Task requirements
Word for word, the records below are to be set down again.

Point-per-instance localization data
=======
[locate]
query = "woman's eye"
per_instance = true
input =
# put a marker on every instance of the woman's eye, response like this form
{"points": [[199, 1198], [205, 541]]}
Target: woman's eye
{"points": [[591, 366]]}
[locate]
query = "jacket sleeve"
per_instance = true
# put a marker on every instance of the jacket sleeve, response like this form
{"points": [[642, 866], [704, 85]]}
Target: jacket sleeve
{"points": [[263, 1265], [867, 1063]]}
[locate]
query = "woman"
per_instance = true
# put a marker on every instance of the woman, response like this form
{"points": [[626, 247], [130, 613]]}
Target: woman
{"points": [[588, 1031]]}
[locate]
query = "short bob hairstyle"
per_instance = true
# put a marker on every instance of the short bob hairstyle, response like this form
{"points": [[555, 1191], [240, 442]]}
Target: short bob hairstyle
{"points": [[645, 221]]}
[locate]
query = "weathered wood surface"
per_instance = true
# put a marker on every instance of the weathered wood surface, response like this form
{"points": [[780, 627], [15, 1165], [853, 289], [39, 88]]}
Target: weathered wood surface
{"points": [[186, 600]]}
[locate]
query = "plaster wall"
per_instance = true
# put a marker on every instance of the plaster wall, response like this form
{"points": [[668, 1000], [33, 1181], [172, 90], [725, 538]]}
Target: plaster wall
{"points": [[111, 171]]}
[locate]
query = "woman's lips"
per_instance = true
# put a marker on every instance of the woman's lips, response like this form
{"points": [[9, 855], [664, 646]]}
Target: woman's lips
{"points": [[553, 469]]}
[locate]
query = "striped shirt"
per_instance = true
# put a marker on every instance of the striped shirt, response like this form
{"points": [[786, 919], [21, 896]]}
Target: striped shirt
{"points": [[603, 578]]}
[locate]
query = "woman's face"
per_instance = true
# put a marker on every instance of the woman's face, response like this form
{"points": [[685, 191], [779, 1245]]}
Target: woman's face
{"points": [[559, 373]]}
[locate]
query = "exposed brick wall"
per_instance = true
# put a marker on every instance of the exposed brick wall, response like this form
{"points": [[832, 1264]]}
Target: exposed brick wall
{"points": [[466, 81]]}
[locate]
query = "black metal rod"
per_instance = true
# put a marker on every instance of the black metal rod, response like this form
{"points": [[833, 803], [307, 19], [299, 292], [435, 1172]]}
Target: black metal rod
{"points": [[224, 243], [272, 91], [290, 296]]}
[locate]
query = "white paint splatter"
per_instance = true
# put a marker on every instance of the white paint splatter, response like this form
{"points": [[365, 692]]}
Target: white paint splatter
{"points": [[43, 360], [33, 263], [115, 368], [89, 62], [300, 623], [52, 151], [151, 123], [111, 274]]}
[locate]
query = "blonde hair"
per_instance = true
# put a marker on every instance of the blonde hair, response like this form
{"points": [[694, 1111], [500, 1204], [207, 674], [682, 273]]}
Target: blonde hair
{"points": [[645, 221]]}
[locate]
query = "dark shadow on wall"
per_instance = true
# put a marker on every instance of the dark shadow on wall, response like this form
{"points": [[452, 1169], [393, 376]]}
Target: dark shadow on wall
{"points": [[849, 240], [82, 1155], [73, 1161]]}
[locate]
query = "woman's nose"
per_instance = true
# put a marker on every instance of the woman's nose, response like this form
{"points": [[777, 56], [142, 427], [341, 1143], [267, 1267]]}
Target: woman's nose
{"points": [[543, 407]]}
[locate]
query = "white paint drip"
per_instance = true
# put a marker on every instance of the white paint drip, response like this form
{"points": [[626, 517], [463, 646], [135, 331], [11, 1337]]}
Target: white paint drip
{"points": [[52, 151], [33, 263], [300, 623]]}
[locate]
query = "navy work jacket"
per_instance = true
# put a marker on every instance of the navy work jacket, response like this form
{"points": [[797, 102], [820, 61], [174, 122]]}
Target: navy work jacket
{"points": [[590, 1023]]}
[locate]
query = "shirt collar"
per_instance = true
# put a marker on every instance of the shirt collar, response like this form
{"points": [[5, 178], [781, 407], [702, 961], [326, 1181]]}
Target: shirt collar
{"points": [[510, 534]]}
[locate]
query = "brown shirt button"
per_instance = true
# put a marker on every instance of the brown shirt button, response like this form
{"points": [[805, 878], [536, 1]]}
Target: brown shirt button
=======
Solution to this exercise
[locate]
query = "woman's eye"
per_instance = true
input =
# put a marker on every instance of the woman's eye, response like this form
{"points": [[199, 1198], [205, 541]]}
Target: woman's eye
{"points": [[591, 366]]}
[locate]
query = "jacket sleeve"
per_instance = true
# put a marker on every instance of the jacket sleeve, response like this form
{"points": [[642, 866], [704, 85]]}
Target: jacket sleeve
{"points": [[263, 1265], [867, 1063]]}
[locate]
query = "woman"
per_instance = true
# put a marker on every instance of the woman, response like this form
{"points": [[626, 247], [130, 613]]}
Target: woman
{"points": [[588, 1031]]}
[locate]
query = "short bob hairstyle"
per_instance = true
# put a marker on every instance of the short bob hairstyle, response like this form
{"points": [[555, 1191], [240, 442]]}
Target: short bob hairstyle
{"points": [[645, 221]]}
[locate]
query = "weathered wood surface"
per_instance = true
# put a marker on every instance of the weathered wood surface, response like this form
{"points": [[780, 627], [15, 1165], [853, 289], [39, 88]]}
Target: weathered wood surface
{"points": [[186, 600]]}
[locate]
query = "plaster wall"
per_instance = true
# put a marker on every instance of the plaster wall, response like this form
{"points": [[668, 1000], [33, 1181], [172, 90], [725, 538]]}
Target: plaster wall
{"points": [[111, 171]]}
[locate]
query = "woman's lips"
per_instance = true
# put a marker on every instance of the woman's lips, response like this form
{"points": [[9, 855], [664, 646]]}
Target: woman's lips
{"points": [[553, 469]]}
[locate]
query = "striped shirt"
per_instance = true
# put a marker on every instance of the striped shirt, response like this form
{"points": [[786, 919], [21, 896]]}
Target: striped shirt
{"points": [[603, 578]]}
[locate]
query = "woman's face"
per_instance = true
# put a marker on every instance of the woman's face, response like this form
{"points": [[685, 191], [779, 1245]]}
Target: woman's face
{"points": [[559, 373]]}
[locate]
query = "exposed brick wall"
per_instance = true
# put a marker on every instance of the exposed brick wall, response like this form
{"points": [[832, 1264]]}
Target: exposed brick wall
{"points": [[466, 81]]}
[locate]
query = "black metal rod"
per_instance = true
# put a marker on every instance of the black metal rod, response like this form
{"points": [[833, 803], [307, 19], [299, 292], [435, 1172]]}
Target: black metal rod
{"points": [[224, 243], [272, 91], [290, 296]]}
[locate]
query = "white paint splatter"
per_instance = true
# put a marker on every instance of the white paint splatter, response like this form
{"points": [[365, 692]]}
Target: white paint splatter
{"points": [[43, 360], [33, 263], [115, 368], [89, 62], [300, 623], [52, 151], [151, 123], [111, 274]]}
[locate]
query = "blonde hair"
per_instance = true
# put a marker on every instance of the blonde hair, response like this form
{"points": [[694, 1111], [500, 1204], [207, 674], [682, 273]]}
Target: blonde hair
{"points": [[645, 221]]}
[locate]
query = "dark shadow on wall"
per_instance = true
# put a marker on every instance of the dark shadow on wall, response like this form
{"points": [[452, 1169], [393, 376]]}
Target: dark shadow on wall
{"points": [[849, 240], [82, 1155], [73, 1161]]}
[locate]
query = "woman's nose"
per_instance = true
# put a marker on every instance of the woman's nose, response like this form
{"points": [[777, 56], [142, 427], [341, 1143], [267, 1267]]}
Target: woman's nose
{"points": [[543, 407]]}
[locate]
query = "white paint drip"
per_instance = true
# put a marker on every instance of the white paint drip, response like this form
{"points": [[626, 517], [463, 646], [135, 331], [11, 1337]]}
Target: white paint drip
{"points": [[52, 151], [33, 263], [300, 623]]}
[locate]
query = "navy work jacket"
per_instance = true
# put a marker on every instance of the navy work jacket, response like this form
{"points": [[797, 102], [820, 61], [174, 122]]}
Target: navy work jacket
{"points": [[590, 1023]]}
[locate]
query = "shirt collar"
per_instance = true
# put a marker on every instance of the shirt collar, response like this form
{"points": [[5, 178], [781, 407], [702, 961], [326, 1181]]}
Target: shirt collar
{"points": [[510, 534]]}
[locate]
query = "brown shirt button"
per_instance = true
# put a marker on every instance of the brown shirt button, response like this form
{"points": [[805, 878], [536, 1]]}
Target: brown shirt button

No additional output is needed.